**ASSIGNED TASK**
According to the Freshslice Pizza text, which publication gave Freshslice its Golden Plate award for Best Pizza By The Slice?

**TEXT SECTION**
——

Freshslice Pizza
- Type: Restaurant franchise
- Industry: Fast food
- Founded: 1999; 27 years ago
- Headquarters: 1610 Ingleton Ave, Burnaby, British Columbia, Canada
- Key people: Ray Russell (founder and CEO)
- Products: Pizza Cheesy Bread Chicken Wings FS Cares Brownie
- Website: www.freshslice.com

= Freshslice Pizza =

Canadian pizza chain and franchise

Freshslice Pizza is a Canadian pizza chain and franchise founded by Ray Russell in 1999. The franchise operates more than 200 locations across Canada. They are known for their pizza by the slice but also sell whole pizzas.

== History ==

Freshslice Pizza was founded in 1999 by Ray Russell in Vancouver, British Columbia. Starting with a single restaurant, Freshslice grew to over 100 Locations across Canada.

== Awards and recognition ==
In 2014 and 2015, Freshslice received a Golden Plate award for Best Pizza By The Slice from the Vancouver-based weekly publication The Georgia Straight.

In 2016, Ray Russell and Freshslice were awarded runner-up for the Entrepreneur of the Year Award through BCBusiness and Ernst & Young (EY) for his involvement at Freshslice.

——

(Referring expression pointing data)
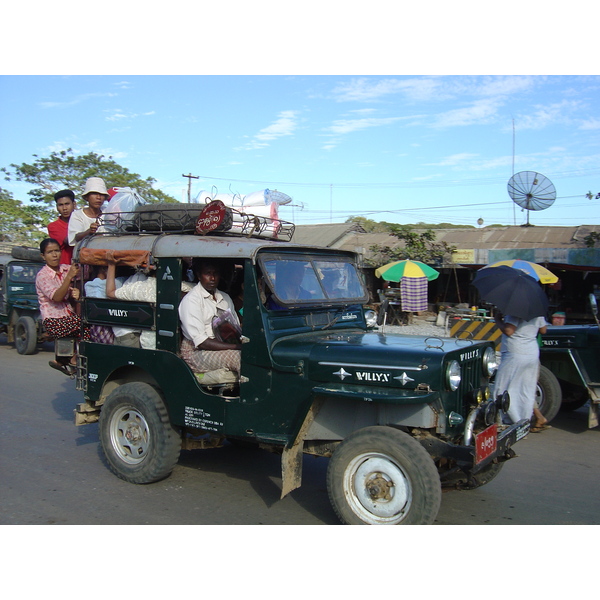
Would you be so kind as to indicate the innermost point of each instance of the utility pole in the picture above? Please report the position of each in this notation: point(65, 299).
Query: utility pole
point(190, 177)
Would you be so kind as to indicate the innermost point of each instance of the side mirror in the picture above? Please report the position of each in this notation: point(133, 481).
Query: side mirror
point(593, 304)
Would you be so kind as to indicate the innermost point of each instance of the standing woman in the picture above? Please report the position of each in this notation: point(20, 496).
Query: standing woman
point(85, 221)
point(519, 367)
point(55, 295)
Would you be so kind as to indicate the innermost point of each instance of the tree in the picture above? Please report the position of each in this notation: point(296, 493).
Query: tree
point(66, 170)
point(21, 223)
point(418, 245)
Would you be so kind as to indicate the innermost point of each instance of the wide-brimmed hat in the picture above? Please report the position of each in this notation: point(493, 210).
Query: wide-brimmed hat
point(95, 184)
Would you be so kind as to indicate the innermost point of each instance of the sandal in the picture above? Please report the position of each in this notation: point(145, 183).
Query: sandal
point(62, 368)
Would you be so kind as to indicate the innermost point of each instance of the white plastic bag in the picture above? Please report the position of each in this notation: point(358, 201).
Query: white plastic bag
point(124, 201)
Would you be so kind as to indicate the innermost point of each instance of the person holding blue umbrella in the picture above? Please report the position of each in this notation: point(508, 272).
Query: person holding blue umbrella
point(525, 305)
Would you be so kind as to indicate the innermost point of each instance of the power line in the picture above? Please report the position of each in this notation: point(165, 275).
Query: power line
point(405, 184)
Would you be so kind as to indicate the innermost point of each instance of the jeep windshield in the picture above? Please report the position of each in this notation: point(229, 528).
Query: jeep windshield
point(298, 280)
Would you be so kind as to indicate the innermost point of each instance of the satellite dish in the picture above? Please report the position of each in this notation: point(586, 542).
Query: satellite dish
point(531, 191)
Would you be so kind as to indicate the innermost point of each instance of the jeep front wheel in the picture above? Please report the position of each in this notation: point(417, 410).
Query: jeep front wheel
point(138, 440)
point(25, 335)
point(382, 476)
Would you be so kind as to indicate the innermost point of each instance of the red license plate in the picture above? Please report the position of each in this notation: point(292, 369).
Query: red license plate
point(486, 443)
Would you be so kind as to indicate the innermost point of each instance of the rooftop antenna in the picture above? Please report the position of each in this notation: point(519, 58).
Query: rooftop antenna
point(190, 177)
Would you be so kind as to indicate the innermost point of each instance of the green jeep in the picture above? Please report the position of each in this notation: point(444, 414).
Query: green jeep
point(19, 309)
point(399, 415)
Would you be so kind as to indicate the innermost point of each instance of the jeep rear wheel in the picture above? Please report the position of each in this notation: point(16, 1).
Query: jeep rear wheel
point(548, 394)
point(380, 475)
point(138, 440)
point(25, 335)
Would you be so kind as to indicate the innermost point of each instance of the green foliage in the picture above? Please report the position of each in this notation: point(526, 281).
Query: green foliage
point(418, 245)
point(591, 239)
point(21, 223)
point(371, 226)
point(66, 170)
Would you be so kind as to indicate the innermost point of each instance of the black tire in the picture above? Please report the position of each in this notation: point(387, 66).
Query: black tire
point(380, 475)
point(25, 335)
point(137, 438)
point(548, 394)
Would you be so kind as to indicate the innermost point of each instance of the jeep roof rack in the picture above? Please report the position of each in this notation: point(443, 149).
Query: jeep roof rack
point(182, 218)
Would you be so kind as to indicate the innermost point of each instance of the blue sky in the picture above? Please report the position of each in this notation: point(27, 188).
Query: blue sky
point(396, 148)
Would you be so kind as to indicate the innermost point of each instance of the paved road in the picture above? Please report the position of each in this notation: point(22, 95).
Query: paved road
point(52, 472)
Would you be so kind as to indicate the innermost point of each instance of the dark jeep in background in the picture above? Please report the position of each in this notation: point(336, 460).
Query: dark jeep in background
point(19, 307)
point(572, 354)
point(399, 415)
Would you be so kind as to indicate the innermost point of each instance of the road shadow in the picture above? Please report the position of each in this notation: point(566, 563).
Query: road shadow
point(573, 421)
point(262, 470)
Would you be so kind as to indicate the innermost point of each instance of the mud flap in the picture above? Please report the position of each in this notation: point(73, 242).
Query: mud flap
point(291, 458)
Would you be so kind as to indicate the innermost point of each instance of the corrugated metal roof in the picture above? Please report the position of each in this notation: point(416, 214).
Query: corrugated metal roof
point(330, 235)
point(487, 244)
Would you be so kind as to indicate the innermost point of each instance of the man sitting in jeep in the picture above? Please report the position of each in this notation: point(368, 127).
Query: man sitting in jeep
point(200, 348)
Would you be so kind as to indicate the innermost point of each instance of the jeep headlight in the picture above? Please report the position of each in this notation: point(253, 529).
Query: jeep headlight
point(371, 318)
point(453, 375)
point(490, 364)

——

**TASK RESULT**
The Georgia Straight, a Vancouver-based weekly publication.